## Source document
──────

Posted: May 25, 2008 at 1035 hrs IST

New Delhi, May 25: Leave alone the adverse effects of economic slowdown, the Indian IT industry is fearing that fattening pay packets for employees could cut down their profit margins.

Country's two largest software exporters, Infosys Technologies and Wipro Technologies, anticipate wage pressures might not only slash their margins but also prevent them from maintaining their competitive advantage.

"Wages in India are increasing at a faster rate than in the United States, which could result in increased costs for companies seeking to employ technology professionals in India, particularly project managers and other mid-level professionals," Infosys said in its recent annual filing to American market regulator Securities and Exchange Commission (SEC).

In order to retain and recruit talent, companies especially in the IT sector are doling out hefty pay packets.

The trend is all the more visible for middle level professionals and project managers.

A recent survey by global management consultancy firm HayGroup said salaries in India are forecast to rise by 14.4 per cent during 2008.

Infosys also noted that it might need to raise employee compensation more rapidly than in the past to compete with other employers.

Wipro has also cited wage pressure as a business risk in its latest annual filing to the SEC.

Moreover, lower wage costs in India are considered as one of the important competitive advantages by the IT firms.

"Our wage costs in India have historically been significantly lower than wage costs in the United States and Europe for comparably skilled professionals, and this had been one of our competitive advantages.

"However, wage increases in India may prevent us from sustaining this competitive advantage and may negatively affect our profit margins," Wipro said in its filing.

Industry analysts believe that rising salaries present a challenging scenario and that it could adversely affect the prospects of IT firms in the long term.

To stem attrition rates in the middle and senior levels, Infosys has a long term retention bonus policy in place.

──────

## Record excerpts
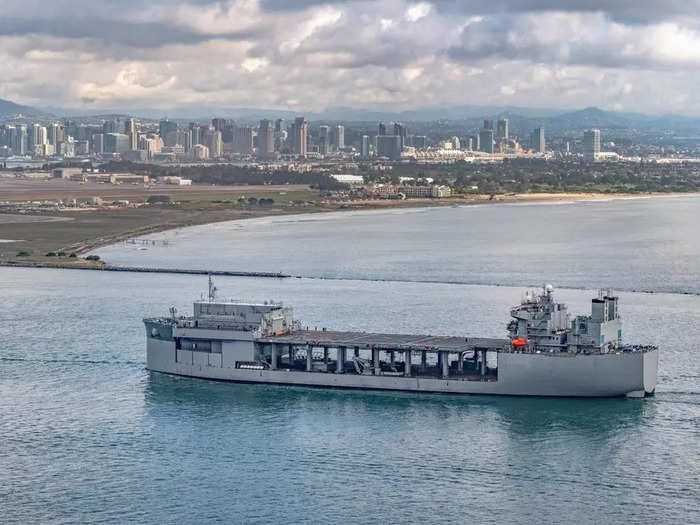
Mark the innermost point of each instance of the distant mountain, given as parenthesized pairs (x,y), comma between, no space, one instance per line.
(10,110)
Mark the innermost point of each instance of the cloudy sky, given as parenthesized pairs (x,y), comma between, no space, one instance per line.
(636,55)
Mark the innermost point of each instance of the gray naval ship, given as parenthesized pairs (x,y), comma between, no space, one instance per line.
(547,353)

──────

## Tasks to complete
**1)** According to the news article, by how much did the HayGroup survey forecast salaries in India would rise during 2008?
**2)** Revise the entries by replacing "innermost point" with "center point" throughout, keeping everything else the same, and leave the pictures out.
The news article and the entries are unrelated to each other.

## Exercise results
**1)** By 14.4 per cent.

**2)**
Mark the center point of each instance of the distant mountain, given as parenthesized pairs (x,y), comma between, no space, one instance per line.
(10,110)
Mark the center point of each instance of the cloudy sky, given as parenthesized pairs (x,y), comma between, no space, one instance per line.
(636,55)
Mark the center point of each instance of the gray naval ship, given as parenthesized pairs (x,y), comma between, no space, one instance per line.
(547,353)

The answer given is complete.